STATED EXERCISE 1: Reproduce the Ameritrade and Telescan share purchase passage word for word.

DOCUMENT:
· · · · · · ·

Pursuant to a Purchase Agreement, dated as of June 28,
1995, between Ameritrade and Telescan, Ameritrade agreed
to purchase, and Telescan agreed to sell, 243,561 shares
of Telescan Common Stock on June 28, 1995 (the "Initial
Closing") and an additional number of shares on each of
September 29, 1995, December 29, 1996 and March 29, 1996,
or such other dates as the parties mutually agreed upon
(the "Subsequent Closings"). The number of shares
purchased on each Subsequent Closing was determined by
dividing $1,250,000 by the average of the last reported
sale prices of the Telescan Common Stock on the NASDAQ
Small-Cap Market on each trading day during the period
commencing on the day before the Initial Closing or the
prior Subsequent Closing, as the case may be, and ending
two days before the current Subsequent Closing. Pursuant
to the Purchase Agreement, Ameritrade purchased 243,561
shares on June 28, 1995, 184,437 shares on September 30,
1995, 173,459 shares on January 2, 1996 and 168,337
shares on March 30, 1996.

· · · · · · ·

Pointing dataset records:
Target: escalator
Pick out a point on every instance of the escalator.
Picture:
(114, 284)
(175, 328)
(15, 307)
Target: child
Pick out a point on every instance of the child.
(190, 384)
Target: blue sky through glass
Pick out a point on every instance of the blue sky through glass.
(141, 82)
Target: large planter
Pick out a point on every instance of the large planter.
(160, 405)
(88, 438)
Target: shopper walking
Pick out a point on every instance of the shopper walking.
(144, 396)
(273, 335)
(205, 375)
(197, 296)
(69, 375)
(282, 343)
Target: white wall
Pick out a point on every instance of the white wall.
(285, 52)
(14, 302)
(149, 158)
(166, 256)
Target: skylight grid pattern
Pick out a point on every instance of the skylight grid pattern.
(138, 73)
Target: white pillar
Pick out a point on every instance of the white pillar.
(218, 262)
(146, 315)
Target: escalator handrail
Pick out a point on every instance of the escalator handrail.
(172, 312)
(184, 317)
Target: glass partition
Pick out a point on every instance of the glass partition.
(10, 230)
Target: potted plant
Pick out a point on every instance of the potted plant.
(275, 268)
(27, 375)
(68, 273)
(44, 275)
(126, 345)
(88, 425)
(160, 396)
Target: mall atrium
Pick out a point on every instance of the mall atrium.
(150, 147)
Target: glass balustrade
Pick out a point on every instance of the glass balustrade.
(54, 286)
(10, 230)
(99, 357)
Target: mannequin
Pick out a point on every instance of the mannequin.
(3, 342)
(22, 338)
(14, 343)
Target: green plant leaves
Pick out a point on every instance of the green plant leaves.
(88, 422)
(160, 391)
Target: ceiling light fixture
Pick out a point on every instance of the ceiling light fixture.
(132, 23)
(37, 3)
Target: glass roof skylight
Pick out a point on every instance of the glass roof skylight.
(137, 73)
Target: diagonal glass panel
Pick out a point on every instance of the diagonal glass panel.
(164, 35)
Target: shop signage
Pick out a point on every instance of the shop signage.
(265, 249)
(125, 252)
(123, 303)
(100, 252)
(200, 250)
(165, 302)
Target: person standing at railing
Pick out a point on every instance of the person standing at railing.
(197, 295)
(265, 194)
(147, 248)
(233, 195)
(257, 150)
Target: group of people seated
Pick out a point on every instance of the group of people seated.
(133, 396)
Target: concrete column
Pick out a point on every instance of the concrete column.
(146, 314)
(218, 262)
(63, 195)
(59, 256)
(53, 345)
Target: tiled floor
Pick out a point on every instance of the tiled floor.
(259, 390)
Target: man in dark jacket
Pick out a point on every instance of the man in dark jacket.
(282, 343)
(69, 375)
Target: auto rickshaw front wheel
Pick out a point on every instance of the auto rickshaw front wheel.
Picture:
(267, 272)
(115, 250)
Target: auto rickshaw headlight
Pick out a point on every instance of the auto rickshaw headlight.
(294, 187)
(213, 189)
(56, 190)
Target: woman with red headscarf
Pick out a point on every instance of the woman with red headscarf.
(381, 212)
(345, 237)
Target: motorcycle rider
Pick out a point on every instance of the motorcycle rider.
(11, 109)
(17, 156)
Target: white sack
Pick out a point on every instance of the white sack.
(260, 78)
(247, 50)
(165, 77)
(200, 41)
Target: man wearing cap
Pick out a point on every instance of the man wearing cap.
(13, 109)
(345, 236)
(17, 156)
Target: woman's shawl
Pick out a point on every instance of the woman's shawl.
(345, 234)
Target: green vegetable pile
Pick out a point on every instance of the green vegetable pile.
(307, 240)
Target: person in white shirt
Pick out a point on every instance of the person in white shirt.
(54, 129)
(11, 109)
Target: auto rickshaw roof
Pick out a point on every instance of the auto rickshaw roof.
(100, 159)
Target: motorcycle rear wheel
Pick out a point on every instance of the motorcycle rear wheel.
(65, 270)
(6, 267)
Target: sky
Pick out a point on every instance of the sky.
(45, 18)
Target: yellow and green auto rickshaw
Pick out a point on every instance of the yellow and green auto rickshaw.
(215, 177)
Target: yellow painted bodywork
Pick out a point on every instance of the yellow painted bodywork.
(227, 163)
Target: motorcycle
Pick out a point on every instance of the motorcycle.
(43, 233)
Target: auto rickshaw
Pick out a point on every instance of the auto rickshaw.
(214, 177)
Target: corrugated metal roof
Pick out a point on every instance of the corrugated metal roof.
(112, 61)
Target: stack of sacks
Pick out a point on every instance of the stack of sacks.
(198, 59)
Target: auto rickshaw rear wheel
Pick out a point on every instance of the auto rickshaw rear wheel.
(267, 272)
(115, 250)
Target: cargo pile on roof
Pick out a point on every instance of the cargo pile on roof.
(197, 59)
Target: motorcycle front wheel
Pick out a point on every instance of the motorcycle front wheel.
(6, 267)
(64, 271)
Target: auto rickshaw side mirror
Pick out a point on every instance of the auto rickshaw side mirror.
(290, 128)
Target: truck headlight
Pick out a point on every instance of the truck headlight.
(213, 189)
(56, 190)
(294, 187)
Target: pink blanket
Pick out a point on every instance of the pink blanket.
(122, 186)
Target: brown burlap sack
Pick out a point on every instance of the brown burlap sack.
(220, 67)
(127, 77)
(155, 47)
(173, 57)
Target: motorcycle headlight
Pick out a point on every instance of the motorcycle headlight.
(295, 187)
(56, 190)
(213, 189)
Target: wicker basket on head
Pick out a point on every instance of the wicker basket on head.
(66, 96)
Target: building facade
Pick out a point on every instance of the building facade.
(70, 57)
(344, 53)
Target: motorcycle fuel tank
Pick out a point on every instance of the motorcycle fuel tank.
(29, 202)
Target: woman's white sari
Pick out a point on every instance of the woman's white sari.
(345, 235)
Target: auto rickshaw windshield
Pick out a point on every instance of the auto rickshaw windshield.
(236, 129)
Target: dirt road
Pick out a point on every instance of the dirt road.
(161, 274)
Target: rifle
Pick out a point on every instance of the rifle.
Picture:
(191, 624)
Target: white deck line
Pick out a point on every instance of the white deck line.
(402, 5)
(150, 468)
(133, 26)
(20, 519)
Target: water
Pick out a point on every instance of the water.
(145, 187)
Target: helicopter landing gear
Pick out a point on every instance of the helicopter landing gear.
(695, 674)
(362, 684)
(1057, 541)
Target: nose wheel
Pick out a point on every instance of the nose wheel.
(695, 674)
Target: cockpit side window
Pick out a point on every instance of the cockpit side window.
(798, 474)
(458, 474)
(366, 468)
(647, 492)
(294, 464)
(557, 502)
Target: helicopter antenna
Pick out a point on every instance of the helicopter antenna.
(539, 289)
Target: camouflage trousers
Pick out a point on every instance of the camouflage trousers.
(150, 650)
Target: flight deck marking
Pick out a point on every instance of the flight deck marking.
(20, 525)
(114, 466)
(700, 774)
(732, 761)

· · · · · · ·

STATED EXERCISE 2: In the records, rewrite the stretch from the line containing "Target: nose wheel" through the end of the records, swapping "camouflage trousers" for "camouflage pants" and keeping everything else the same.

TASK RESPONSE 1:
Pursuant to a Purchase Agreement, dated as of June 28,
1995, between Ameritrade and Telescan, Ameritrade agreed
to purchase, and Telescan agreed to sell, 243,561 shares
of Telescan Common Stock on June 28, 1995 (the "Initial
Closing") and an additional number of shares on each of
September 29, 1995, December 29, 1996 and March 29, 1996,
or such other dates as the parties mutually agreed upon
(the "Subsequent Closings"). The number of shares
purchased on each Subsequent Closing was determined by
dividing $1,250,000 by the average of the last reported
sale prices of the Telescan Common Stock on the NASDAQ
Small-Cap Market on each trading day during the period
commencing on the day before the Initial Closing or the
prior Subsequent Closing, as the case may be, and ending
two days before the current Subsequent Closing. Pursuant
to the Purchase Agreement, Ameritrade purchased 243,561
shares on June 28, 1995, 184,437 shares on September 30,
1995, 173,459 shares on January 2, 1996 and 168,337
shares on March 30, 1996.

TASK RESPONSE 2:
Target: nose wheel
Pick out a point on every instance of the nose wheel.
(695, 674)
Target: cockpit side window
Pick out a point on every instance of the cockpit side window.
(798, 474)
(458, 474)
(366, 468)
(647, 492)
(294, 464)
(557, 502)
Target: helicopter antenna
Pick out a point on every instance of the helicopter antenna.
(539, 289)
Target: camouflage pants
Pick out a point on every instance of the camouflage pants.
(150, 650)
Target: flight deck marking
Pick out a point on every instance of the flight deck marking.
(20, 525)
(114, 466)
(700, 774)
(732, 761)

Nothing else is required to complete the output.